* [WHAT TO PRODUCE] Recast part of the listing as a Markdown table with two columns, Row and Line: begin at the line that contains "Annotate the dirt" and stop after the line that contains "column 795, row 263". Include only those lines, number them in order, and skip any blank ones.

* [DATA SUPPLIED]
•••••

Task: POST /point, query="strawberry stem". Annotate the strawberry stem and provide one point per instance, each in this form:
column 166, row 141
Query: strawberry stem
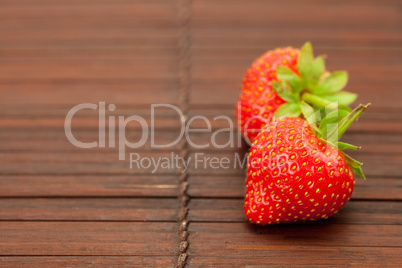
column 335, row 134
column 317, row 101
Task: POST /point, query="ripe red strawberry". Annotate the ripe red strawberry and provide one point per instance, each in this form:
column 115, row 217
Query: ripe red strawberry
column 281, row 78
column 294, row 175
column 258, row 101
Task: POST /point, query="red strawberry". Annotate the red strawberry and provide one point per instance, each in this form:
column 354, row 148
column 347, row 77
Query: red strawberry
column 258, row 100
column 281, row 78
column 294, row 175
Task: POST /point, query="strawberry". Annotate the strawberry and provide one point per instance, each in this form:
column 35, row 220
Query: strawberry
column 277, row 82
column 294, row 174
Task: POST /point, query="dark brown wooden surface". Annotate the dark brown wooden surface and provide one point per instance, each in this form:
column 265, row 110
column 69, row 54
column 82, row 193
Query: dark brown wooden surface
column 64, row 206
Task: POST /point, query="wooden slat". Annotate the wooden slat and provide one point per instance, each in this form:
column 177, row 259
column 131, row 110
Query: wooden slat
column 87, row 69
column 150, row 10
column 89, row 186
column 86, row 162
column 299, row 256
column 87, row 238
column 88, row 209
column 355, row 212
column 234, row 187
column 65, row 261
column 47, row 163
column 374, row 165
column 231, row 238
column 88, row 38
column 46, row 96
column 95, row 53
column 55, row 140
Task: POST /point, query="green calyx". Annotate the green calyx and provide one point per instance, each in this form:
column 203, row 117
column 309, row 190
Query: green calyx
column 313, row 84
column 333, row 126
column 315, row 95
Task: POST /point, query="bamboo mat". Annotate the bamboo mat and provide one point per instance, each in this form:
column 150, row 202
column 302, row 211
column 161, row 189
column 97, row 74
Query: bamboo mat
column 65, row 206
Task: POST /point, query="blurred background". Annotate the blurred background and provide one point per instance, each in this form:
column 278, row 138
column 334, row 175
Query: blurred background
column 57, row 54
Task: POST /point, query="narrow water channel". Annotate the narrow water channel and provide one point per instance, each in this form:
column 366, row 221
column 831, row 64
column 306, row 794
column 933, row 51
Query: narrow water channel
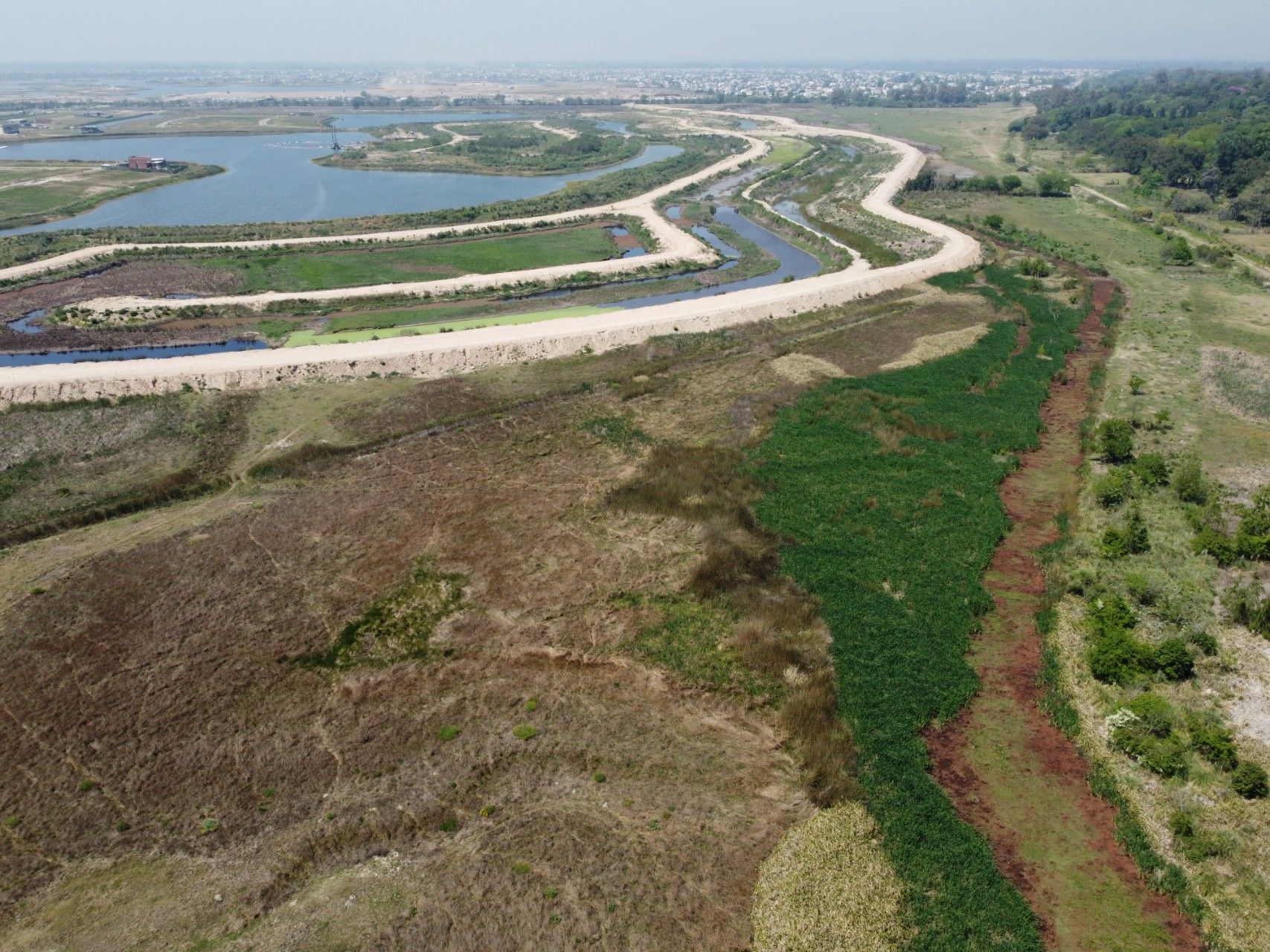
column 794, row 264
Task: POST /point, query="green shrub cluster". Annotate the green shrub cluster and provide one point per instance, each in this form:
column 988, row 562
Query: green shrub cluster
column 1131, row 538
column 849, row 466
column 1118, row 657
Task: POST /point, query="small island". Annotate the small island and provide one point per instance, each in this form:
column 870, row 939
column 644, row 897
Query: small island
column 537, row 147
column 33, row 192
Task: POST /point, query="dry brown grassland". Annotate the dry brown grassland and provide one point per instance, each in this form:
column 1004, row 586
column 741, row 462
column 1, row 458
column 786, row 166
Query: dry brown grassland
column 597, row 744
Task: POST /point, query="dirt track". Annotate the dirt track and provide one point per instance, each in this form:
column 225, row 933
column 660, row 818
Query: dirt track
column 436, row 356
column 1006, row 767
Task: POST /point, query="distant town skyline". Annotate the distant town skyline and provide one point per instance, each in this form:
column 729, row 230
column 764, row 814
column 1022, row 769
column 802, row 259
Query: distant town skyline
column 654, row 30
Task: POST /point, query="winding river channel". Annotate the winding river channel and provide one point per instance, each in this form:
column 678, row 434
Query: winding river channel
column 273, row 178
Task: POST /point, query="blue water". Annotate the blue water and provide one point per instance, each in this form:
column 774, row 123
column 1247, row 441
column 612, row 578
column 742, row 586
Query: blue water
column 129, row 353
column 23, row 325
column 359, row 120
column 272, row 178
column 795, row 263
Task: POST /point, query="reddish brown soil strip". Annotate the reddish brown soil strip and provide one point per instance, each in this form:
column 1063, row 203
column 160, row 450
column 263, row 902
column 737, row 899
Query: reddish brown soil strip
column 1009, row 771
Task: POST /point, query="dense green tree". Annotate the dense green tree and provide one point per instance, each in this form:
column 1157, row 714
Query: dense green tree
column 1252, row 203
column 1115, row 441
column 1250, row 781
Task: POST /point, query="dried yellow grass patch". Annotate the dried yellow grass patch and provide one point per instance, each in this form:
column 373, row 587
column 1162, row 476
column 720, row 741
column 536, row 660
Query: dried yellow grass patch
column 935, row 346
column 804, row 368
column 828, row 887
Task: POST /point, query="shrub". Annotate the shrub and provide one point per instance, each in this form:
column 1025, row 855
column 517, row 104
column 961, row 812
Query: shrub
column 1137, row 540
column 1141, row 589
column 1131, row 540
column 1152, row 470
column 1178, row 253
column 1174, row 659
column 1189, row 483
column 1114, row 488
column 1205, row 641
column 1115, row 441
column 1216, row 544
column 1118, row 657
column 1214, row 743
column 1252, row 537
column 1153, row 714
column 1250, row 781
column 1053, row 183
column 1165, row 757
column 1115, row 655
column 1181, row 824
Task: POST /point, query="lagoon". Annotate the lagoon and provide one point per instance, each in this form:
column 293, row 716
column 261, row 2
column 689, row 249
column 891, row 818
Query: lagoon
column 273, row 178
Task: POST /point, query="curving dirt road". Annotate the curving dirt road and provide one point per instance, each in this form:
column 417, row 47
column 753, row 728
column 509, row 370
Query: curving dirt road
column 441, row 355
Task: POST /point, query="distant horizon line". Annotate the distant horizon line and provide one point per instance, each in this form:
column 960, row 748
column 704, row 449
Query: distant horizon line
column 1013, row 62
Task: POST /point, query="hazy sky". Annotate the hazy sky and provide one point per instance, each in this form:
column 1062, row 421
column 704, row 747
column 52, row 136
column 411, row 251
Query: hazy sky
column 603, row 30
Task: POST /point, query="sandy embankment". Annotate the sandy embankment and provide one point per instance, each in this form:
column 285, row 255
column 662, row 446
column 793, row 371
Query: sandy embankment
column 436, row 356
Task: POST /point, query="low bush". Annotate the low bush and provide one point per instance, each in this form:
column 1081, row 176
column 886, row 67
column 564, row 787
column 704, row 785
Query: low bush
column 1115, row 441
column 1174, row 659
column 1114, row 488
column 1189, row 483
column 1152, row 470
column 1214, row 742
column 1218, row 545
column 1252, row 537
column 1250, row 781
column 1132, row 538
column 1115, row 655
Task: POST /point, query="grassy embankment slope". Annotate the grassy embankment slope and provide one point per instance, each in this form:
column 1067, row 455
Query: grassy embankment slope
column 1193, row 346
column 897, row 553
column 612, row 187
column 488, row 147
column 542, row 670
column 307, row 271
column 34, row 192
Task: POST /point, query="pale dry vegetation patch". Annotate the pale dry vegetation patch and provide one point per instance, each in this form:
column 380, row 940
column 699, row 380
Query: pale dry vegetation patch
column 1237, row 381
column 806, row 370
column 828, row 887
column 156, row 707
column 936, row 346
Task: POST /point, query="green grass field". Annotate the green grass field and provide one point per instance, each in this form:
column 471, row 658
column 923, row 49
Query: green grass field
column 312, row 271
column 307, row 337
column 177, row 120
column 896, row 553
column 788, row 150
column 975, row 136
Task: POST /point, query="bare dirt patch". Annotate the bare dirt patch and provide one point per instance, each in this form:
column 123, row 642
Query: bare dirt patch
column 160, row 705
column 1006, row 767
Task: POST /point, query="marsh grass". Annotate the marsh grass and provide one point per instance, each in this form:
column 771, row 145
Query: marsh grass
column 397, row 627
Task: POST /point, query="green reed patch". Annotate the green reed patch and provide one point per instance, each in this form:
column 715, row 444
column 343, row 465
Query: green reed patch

•••••

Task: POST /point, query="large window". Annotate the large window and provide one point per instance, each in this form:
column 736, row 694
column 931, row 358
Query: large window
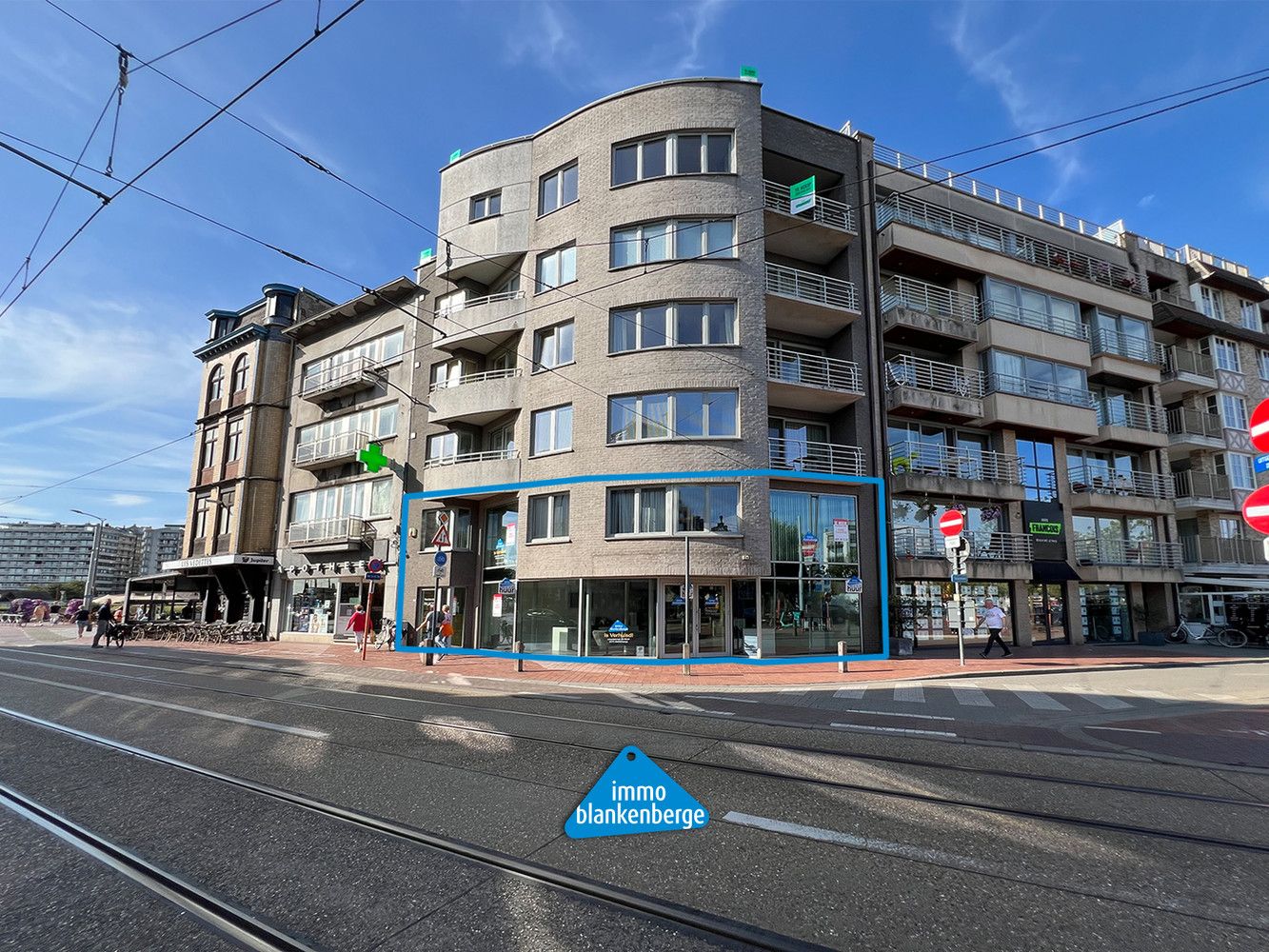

•••••

* [FINISHED TASK]
| Row | Line |
|---|---|
| 1 | Task: POST /point, query="dirt track". Annotate the dirt track and provide one point per instance, each in this form: |
| 2 | column 225, row 933 |
| 3 | column 660, row 818 |
| 4 | Query: dirt track |
| 5 | column 436, row 356 |
| 6 | column 1006, row 767 |
| 7 | Task: POST /point, query="distant town skyline". Annotate the distant town skyline and provide one point per instance, each in this form: |
| 8 | column 729, row 230 |
| 9 | column 764, row 814 |
| 10 | column 1022, row 769 |
| 11 | column 802, row 259 |
| 12 | Query: distant town skyline |
| 13 | column 654, row 30 |
| 14 | Task: POST /point, query="winding river channel". Annotate the winding river channel and provide one point per instance, each in this form: |
| 15 | column 678, row 434 |
| 16 | Query: winding river channel |
| 17 | column 273, row 178 |
| 18 | Task: POST /point, query="blue water". Annotate the blue water and provide one point per instance, each in this form: |
| 19 | column 774, row 123 |
| 20 | column 1247, row 441 |
| 21 | column 612, row 578 |
| 22 | column 742, row 586 |
| 23 | Query: blue water |
| 24 | column 129, row 353 |
| 25 | column 23, row 325 |
| 26 | column 359, row 120 |
| 27 | column 272, row 178 |
| 28 | column 795, row 263 |